## DATA LINES

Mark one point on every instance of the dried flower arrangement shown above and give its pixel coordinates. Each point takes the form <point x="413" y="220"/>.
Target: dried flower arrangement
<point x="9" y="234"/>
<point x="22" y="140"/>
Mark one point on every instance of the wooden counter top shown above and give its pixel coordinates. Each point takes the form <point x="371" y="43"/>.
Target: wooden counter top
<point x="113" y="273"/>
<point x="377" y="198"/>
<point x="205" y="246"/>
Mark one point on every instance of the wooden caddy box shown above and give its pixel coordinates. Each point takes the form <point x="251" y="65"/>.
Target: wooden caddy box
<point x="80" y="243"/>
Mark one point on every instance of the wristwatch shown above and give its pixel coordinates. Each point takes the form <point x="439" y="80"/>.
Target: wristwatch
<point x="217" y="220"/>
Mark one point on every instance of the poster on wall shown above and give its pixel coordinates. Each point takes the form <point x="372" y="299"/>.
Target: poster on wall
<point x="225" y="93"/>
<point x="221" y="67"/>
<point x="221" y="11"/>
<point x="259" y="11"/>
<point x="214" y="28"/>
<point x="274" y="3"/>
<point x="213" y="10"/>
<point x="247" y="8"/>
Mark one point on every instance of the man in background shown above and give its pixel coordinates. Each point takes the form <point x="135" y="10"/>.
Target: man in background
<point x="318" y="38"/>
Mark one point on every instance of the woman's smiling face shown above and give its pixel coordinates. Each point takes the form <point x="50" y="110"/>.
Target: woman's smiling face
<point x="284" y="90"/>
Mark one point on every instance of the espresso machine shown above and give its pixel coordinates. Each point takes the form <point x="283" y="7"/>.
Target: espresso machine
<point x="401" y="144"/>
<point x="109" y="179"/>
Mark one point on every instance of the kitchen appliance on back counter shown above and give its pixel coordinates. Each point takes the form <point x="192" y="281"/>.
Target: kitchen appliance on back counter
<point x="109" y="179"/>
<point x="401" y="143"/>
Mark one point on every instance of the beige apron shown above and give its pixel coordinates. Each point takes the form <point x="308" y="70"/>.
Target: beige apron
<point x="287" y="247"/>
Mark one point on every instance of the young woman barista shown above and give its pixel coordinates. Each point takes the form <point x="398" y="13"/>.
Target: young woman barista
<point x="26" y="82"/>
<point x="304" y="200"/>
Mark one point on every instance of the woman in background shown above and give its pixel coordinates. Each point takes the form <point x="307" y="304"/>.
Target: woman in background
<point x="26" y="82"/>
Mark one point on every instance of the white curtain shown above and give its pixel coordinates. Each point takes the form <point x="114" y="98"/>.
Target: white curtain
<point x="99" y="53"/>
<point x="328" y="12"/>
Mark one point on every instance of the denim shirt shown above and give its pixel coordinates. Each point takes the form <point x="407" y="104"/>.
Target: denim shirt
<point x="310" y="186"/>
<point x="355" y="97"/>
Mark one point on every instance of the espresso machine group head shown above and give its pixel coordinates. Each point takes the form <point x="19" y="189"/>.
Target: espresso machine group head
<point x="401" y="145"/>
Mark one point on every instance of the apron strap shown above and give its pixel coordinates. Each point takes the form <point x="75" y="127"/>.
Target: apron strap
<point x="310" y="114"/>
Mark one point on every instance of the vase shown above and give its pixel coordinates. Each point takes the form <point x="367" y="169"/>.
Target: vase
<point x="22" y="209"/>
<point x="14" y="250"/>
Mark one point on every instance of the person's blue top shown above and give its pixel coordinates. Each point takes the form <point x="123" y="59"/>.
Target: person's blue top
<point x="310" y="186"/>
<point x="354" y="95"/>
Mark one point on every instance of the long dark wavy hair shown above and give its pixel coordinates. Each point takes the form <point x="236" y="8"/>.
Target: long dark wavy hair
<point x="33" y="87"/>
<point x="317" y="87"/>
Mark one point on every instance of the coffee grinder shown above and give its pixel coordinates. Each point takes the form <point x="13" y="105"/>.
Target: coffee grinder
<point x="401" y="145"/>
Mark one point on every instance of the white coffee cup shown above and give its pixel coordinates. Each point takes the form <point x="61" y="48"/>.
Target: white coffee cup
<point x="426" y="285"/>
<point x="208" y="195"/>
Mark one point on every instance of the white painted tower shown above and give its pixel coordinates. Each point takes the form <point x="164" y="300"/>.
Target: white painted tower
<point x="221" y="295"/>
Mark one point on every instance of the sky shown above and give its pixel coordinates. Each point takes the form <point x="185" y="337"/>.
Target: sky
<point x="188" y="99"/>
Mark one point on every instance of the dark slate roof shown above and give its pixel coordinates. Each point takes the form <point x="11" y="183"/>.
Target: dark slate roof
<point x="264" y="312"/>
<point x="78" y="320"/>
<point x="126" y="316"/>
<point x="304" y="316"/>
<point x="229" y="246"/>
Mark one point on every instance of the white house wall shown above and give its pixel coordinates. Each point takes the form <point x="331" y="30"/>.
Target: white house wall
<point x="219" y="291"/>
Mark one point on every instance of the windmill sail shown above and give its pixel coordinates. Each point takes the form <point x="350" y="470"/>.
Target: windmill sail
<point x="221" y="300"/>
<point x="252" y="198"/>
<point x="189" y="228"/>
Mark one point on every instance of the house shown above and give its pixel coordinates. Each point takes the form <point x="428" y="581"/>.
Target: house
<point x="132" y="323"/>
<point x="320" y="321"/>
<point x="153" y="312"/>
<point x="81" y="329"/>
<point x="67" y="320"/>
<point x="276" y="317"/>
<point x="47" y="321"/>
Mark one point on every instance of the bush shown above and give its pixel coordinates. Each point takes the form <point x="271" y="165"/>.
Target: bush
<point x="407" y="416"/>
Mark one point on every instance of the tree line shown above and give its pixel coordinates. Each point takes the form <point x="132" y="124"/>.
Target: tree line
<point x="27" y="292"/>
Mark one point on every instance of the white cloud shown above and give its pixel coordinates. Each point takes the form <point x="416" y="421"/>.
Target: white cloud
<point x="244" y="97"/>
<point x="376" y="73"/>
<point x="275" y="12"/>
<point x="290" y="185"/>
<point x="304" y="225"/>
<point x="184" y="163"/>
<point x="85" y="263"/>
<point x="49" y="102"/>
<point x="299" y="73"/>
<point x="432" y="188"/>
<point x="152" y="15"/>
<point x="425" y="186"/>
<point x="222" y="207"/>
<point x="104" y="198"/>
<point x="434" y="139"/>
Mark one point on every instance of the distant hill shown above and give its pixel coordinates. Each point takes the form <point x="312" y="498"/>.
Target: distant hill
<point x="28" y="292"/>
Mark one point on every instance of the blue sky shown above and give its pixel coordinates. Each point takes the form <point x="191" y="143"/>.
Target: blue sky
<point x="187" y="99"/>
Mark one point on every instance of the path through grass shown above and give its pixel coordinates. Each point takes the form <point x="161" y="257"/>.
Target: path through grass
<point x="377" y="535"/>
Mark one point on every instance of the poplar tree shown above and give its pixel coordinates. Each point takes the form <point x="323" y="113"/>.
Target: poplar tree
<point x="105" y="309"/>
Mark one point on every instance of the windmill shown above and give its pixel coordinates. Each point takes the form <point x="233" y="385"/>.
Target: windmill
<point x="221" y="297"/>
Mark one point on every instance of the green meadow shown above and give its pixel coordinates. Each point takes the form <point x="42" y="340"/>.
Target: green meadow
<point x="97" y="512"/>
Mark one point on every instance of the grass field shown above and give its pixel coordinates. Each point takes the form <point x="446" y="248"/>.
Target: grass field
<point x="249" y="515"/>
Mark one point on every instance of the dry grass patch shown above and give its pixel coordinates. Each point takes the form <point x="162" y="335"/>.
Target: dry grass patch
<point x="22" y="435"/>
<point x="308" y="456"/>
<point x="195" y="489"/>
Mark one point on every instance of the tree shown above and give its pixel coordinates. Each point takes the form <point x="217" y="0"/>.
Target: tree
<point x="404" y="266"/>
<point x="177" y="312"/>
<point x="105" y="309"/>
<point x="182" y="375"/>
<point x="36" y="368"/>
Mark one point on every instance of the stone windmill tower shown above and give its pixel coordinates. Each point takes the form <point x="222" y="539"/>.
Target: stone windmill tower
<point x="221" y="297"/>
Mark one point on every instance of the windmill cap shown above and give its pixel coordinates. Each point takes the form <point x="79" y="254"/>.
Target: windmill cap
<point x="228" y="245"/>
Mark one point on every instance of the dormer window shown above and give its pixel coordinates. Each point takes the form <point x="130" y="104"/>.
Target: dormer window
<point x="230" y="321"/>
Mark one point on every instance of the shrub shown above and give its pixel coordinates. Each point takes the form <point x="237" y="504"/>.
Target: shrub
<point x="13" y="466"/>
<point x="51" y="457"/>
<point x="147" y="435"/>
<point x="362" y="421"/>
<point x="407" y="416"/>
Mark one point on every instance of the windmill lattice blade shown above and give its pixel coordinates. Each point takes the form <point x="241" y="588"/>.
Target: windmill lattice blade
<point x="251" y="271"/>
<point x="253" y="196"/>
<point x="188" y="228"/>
==
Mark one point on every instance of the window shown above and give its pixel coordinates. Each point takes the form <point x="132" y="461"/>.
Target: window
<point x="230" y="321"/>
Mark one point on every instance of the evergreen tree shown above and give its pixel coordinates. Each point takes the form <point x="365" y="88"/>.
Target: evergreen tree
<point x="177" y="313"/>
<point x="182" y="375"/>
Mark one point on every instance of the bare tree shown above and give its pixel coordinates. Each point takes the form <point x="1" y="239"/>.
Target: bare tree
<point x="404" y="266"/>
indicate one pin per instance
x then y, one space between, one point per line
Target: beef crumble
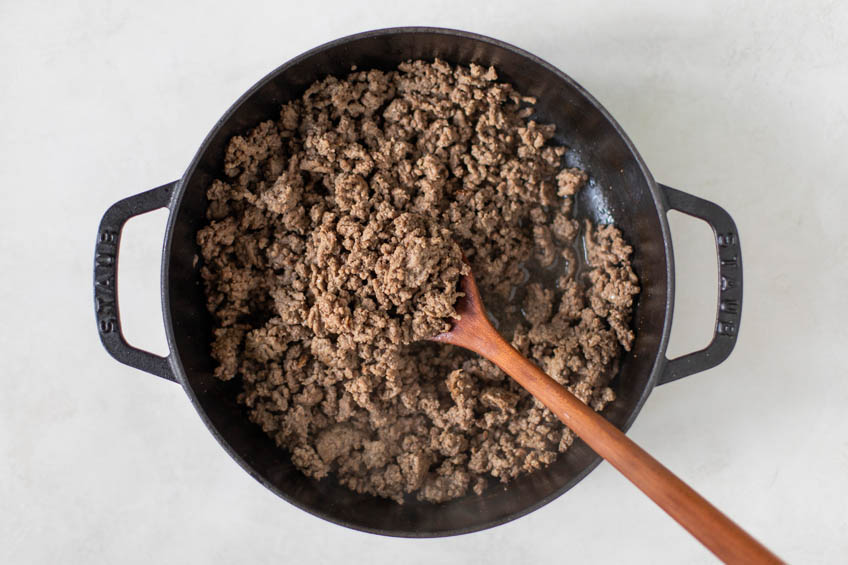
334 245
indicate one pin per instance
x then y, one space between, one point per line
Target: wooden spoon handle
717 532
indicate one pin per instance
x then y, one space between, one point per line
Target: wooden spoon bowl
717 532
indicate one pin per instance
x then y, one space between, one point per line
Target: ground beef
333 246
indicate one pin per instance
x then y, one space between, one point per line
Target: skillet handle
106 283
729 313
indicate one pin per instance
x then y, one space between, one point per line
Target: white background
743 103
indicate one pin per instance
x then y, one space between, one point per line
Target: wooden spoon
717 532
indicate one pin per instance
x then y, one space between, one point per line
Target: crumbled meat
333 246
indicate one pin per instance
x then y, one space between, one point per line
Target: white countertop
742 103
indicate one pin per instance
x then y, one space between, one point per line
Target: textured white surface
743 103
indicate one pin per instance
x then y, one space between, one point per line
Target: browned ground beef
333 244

## SET EXERCISE
Pull out each line of the rows above that contains the word "bare" and treat uppercase and lowercase letters as different.

## OUTPUT
Mark one point on every instance of the bare tree shown above and give its pixel coordinates. Each point takes the form <point x="1" y="239"/>.
Target: bare tree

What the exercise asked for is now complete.